┌─ DATA RECORDS
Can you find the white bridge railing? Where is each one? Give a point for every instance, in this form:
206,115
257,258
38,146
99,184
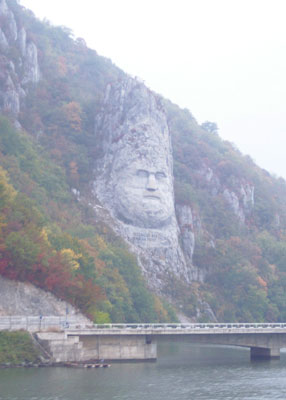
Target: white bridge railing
189,326
34,323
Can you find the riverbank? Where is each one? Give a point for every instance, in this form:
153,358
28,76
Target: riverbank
18,349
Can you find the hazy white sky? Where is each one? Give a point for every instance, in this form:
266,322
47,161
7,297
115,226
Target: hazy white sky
224,60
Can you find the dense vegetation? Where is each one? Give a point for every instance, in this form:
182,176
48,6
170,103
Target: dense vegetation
50,238
17,348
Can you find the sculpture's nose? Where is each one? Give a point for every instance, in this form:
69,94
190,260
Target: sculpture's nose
151,183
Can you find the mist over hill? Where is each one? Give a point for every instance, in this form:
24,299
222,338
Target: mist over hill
217,252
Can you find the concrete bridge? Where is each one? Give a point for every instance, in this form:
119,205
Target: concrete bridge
68,340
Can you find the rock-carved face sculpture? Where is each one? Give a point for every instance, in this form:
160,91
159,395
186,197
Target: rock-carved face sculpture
139,185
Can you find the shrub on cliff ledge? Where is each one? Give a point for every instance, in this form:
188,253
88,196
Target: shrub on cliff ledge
17,348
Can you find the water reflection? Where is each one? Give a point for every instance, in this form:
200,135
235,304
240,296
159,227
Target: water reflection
184,372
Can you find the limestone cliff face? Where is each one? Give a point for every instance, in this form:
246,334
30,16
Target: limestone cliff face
17,298
134,182
20,70
239,197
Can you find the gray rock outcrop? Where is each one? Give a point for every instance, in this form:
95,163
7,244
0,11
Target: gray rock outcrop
14,80
134,182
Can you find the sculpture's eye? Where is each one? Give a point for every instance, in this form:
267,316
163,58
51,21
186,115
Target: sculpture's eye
142,173
160,175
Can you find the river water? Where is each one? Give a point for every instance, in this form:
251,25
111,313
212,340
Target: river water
183,371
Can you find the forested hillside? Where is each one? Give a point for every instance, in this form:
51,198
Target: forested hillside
49,234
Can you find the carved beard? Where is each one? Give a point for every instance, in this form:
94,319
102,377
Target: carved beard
144,197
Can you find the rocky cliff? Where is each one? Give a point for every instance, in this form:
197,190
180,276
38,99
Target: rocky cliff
206,224
134,182
18,62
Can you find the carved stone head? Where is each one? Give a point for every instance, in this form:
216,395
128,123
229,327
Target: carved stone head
135,174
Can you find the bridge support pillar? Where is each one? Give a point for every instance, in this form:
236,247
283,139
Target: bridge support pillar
260,353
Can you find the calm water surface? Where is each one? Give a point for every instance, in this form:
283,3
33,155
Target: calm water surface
184,372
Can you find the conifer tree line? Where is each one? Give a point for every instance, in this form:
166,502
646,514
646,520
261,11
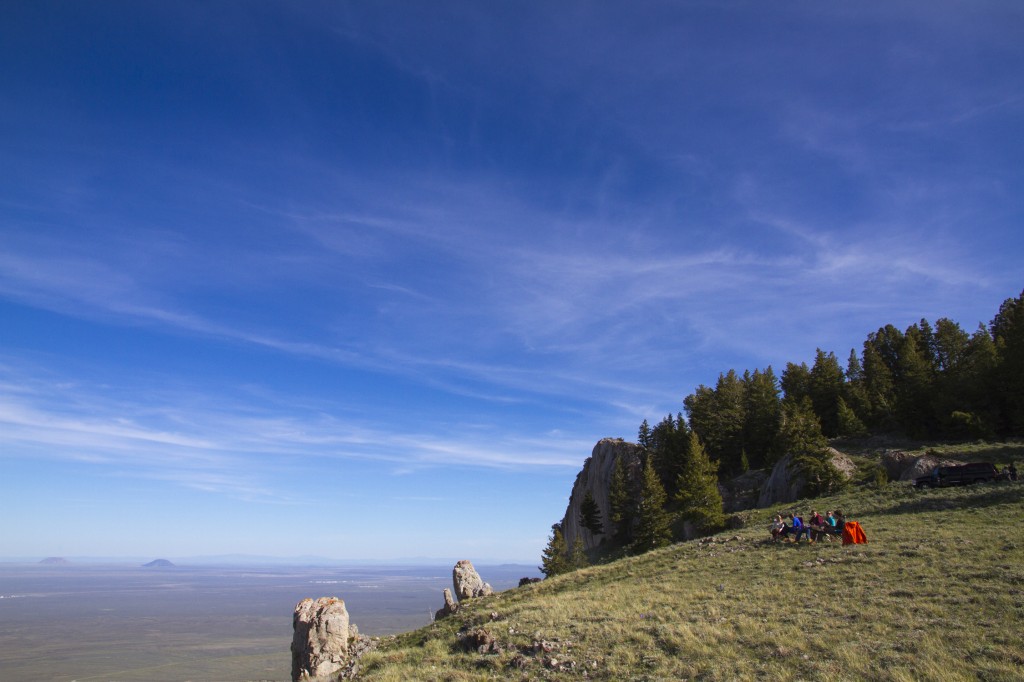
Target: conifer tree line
927,382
└─
WORK INSTRUCTIONS. Output every line of the records above unchanged, and keep the pictures out.

WRITTEN REPLY.
Can you find the white bridge railing? Where is each one? Give a point for every instance, in this form:
206,115
257,258
38,146
99,184
Target: white bridge railing
189,326
34,323
Can you find the riverbank? Where is each one? Give a point for every instance, in this form:
153,358
28,76
Target: riverbank
18,349
Can you find the hazy white sky? Where is each one? Give a point for every instance, in this form:
266,322
47,161
7,297
115,226
Target: hazy white sky
224,60
Can you find the dense vegetation? Where is each one? Give a point for every instance, in this form:
182,176
48,6
170,103
Target: dense vegetation
50,238
17,348
Can you find the sculpture's nose? Where is each one? Give a point for every instance, in this form:
69,94
190,260
Target: sculpture's nose
151,183
Can you find the mist over hill? Where is each one? Give a point for every instance, in this form:
24,299
222,338
Target: mist over hill
217,252
Can you find the concrete bridge? Where is each one? Give a point for every instance, in this form:
119,205
Target: concrete bridge
68,340
Can you find the rock-carved face sculpture? Where is each one? Give a point for every instance, in this form:
160,91
159,395
186,197
Target: rock-carved face sculpture
139,185
Can you find the shrub on cliff ledge? Where is each one? Give a point for every instance, in this form:
188,253
88,196
Target: shrub on cliff ledge
17,348
Can you find the water reflection? Where is each one? Give a point for every instance, in this form:
200,135
235,304
240,296
159,227
Target: water reflection
184,372
Can you find the limestone cliff face? Where is each one? Give a point for every instance, in this form:
246,334
30,16
Target: limestone cliff face
17,298
134,182
20,70
239,197
Can you find the gray rock outcrop? Where is each one? Give a point for every instance, in this form:
95,163
7,244
0,11
Target: gray rock outcrop
14,80
134,182
Can you find the sculpture's eye? Where is each one? Give a point for every instance, in this form:
267,316
163,58
51,21
186,115
Target: sculpture's eye
142,173
160,175
Can you find the river water? Where is each one? Give a point for every instance, in this form:
251,25
111,313
212,340
Target: river water
183,371
Can you find the forested hillside? Where is each one? Give a point for every instance, in this form:
51,198
Target: forested hillside
49,234
Can you find the carved beard? Where is each one? Give a point for every instance, in this form:
94,319
102,377
Target: carved beard
144,197
Can you find the rocky cliff? Where is each one? Give a point for every instance, in this form:
197,190
180,276
38,99
Target: rocky cliff
206,224
134,182
18,62
Can you find the carved stone head? Where is each one? Give a point for every instance, in this form:
216,395
128,123
229,327
Target: carved stone head
135,174
Can you find the bridge support pillar? Where is each one? Give a point for every instance, in this form:
236,247
283,139
Target: bridge support pillar
260,353
Can you find the calm water surface? Where is each one? Give a point for every instance, in this form:
283,3
33,155
Target: calm water surface
184,372
Can you find the conifer tree line? Where is each one? Give a point for every instance, in this form:
166,502
646,514
646,520
261,11
Target: conifer tree line
927,382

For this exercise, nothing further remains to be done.